- _TO BE DONE_:
1 > Decide whether each statement agrees with the thread on story beginnings, answering yes or no and quoting the words of the thread that settle it. (a) One reply advises writing the part that sounds coolest first. (b) One reply claims modern works usually open long before the first point of action. (c) In the alien-attack example, the story should begin with Joe brushing his teeth.
2 > Write the next part of the thread on story beginnings, picking up after its final reply.

- _SOURCE TEXT_:
I really couldn't tell you why, but I find it next to impossible to begin a story at the very beginning. Maybe I should clarify that: I can never think of a beginning. I have no problem launching into a plot line somewhere in the middle and tell myself that I will invent a beginning later on when I know my characters better. Does anyone else have trouble with this? I'd love some pointers on how to construct a quality intro that pulls the reader in immediately but doesn't reveal the entire plot in the first couple of paragraphs.
No writer is ever excited about the beginning of the story; its the foreplay of writing. But you have to get the reader in bed so put on some smell good, wear your best, and lie.
I began with the creation of the universe without a prologue, introduction or information dump. Beginning at the beginning is hard, but also rewarding.
Write the good part first. You know - the part that sounds really cool to you. It may be the beginning, the middle or the end. You'll know where it goes.
I don't really suffer this problem and always feel that what I start with will end up as the opening chapter, but I doubt this is the case for everyone. I suspect it's more common to just 'start'. Maybe what you write first will end up as the opening, maybe it won't. I don't think you're approaching things all that differently to others.
I think that a lot of writers start well before the beginning and then need to cut their story's head off, so your strategy may be just right.
Writers sometimes choose a starting point that is too early in time and end up with a couple of boring chapters before anything happens. Of course, you can start like that to set the scene, just keep it interesting. Modern works tend to start very near the first point of action, and as I said above many start in the middle of the action.
I'm the same way. I can launch into a story in the middle of an action, but not at the beginning when things weren't as chaotic. A woman waking up in the morning to prepare her cup of coffee doesn't have the same grasp of interest as woman running from flaming unicorns that spew fire because she took a sacred gem they held dearly.
Launching straight into the action is not a bad idea at all. You just have to juggle it with giving the reader a reason to care about the character right away. E.g. if you start in the middle of a battle, we need to be rooting for one side or the other to win. You could do that really easily without adding a couple of backstory chapters - maybe the main character is a 14 year old boy who didn't want to be caught up in this war and is terrified of dying. Instantly we feel sorry for him without knowing anything else.
Joe wakes up, brushes his teeth, goes to school, avoids his annoying little sister who's just started as a freshman, gets through two classes, avoids his little sister again, starts to trudge home, and THEN the aliens attack. The beginning may be the aliens, or the beginning may be establishing the little sister who will be his focus because has to rescue her from the aliens, but it's not brushing his teeth.

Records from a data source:
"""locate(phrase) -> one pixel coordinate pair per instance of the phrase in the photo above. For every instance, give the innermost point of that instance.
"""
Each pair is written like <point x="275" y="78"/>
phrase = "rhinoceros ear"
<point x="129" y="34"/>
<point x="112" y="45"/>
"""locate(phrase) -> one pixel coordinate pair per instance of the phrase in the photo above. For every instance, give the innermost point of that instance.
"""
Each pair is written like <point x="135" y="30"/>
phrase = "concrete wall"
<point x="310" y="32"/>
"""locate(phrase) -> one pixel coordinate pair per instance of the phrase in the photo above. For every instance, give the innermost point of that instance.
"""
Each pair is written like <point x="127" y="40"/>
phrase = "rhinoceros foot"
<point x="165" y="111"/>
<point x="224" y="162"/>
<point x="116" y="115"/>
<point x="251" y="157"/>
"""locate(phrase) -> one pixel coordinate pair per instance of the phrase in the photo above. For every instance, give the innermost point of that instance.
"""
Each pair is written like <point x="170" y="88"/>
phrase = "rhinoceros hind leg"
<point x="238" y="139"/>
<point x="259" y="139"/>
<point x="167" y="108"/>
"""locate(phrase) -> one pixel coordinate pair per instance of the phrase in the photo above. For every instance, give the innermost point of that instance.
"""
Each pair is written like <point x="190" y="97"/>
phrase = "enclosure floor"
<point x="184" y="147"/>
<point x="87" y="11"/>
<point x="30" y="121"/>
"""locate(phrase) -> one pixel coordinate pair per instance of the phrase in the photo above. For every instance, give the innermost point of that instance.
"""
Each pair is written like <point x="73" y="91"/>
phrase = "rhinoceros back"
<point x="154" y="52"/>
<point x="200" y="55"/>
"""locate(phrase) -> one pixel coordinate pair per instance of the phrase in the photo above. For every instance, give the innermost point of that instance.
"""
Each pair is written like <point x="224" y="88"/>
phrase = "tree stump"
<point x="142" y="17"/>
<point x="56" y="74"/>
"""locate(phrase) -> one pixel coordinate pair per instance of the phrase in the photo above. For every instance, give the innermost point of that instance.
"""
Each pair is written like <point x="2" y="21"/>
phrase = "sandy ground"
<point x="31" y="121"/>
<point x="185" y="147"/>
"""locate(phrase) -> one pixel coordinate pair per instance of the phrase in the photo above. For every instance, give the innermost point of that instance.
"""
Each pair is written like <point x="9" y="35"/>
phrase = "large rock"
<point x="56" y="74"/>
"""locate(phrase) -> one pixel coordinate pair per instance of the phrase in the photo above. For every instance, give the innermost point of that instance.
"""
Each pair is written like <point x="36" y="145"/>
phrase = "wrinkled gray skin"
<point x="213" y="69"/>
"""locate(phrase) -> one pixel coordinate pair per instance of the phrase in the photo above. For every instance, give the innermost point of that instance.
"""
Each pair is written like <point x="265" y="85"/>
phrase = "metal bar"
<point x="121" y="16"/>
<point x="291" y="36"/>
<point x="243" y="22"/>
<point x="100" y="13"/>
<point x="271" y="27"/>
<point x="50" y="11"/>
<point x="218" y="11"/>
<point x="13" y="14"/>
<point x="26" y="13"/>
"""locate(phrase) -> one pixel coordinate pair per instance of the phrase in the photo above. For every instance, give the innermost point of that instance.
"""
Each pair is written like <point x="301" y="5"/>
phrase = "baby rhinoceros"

- _RESULTS_:
1 >
(a) Yes: "Write the good part first."
(b) No: "Modern works tend to start very near the first point of action"
(c) No: "but it's not brushing his teeth."

2 >
My beginnings can be sort of rough. I like to launch into things but there's only been a few stories where I've really struggled to find a beginning. Usually I start the story where I want to begin writing. And my idea's themselves can have a natural starting point making the issue less difficult. For instance the novel I'm working on now is a weird psychological story about a man who is stuck in a futuristic prison in which no one gets paroled. The story has a natural start - he's put in prison. So I started the story with exposition about how he got to that particular prison, and then I started with a scene of him being transferred to the prison from a chain gang on a bus. I could've started in the jail but I wanted one scene of him outside of jail as slight contrast. The very last things he sees on the outside world. Usually I do the same thing with most of my stories I find a natural starting point where the characters are on the cusp of change and start there. Then I decide how far back I want to go before starting like for my novella Worms of Wicher-Woo - it's about a young orphan who is put in a walled garden to oversee a batch of worms that can create wonderful vases. I started with her being lowered into the garden because I wanted the garden to become the reader's world ( even though I could've started with the mc Tetty at an orphanage being chosen which would've also marked a change. ) Opening images can also play a lot in my decision as they can stir up an idea about the players. Or set a tone. My robot story starts with the robot interrupting his owners shower and kind of embarrassing him which is weird when you know the mc is a male stripper and the robot has seen him naked all kinds of times. The idea though was to start the story with the mc being irritated with being caught vulnerable which plays a part in the overall story. I wouldn't worry about it too much in the first draft though, I actually chopped three chapters off a story to find a good beginning.
Speak for yourself. I've been in love with all 5 or 6 (lost count) of the first chapters I've written for the novel I'm working on. As to the OP, maybe the middle actually is the best place to begin and you mistakenly think you need more backstory in the beginning than you actually do.
I agree! The beginnings are the easiest part for me and have always been. It's not until I get to around 10/15/20K that I encounter some problems. Then I might have to rewrite them after wards but I do find it easy to get started and going.
Its an accepted strategy in short story writing to start in the middle because they're already so short it's more economical to jump right into the story instead of bothering with the foreplay.
Just always begin, "It was a dark and stormy night..." It'll have to get better from there. . Seriously, though, as others have suggested I come back to the beginning and do ultimately spend an inordinate amount of time on those first sentences and paragraphs--but later, otherwise I get lost in the dark and stormy night.
I never start writing at the beginning. Ever. The first bits that come to me usually end up being Chapter 3/4-ish and they never serve the purpose they originally seemed to serve. The real fist paragraph of Chapter 1 comes to me later after I've warmed up to the story and the mist has settled a little. I don't think of it as trouble or a problem. It's just my writing process. Such is life for the nonlinear writer.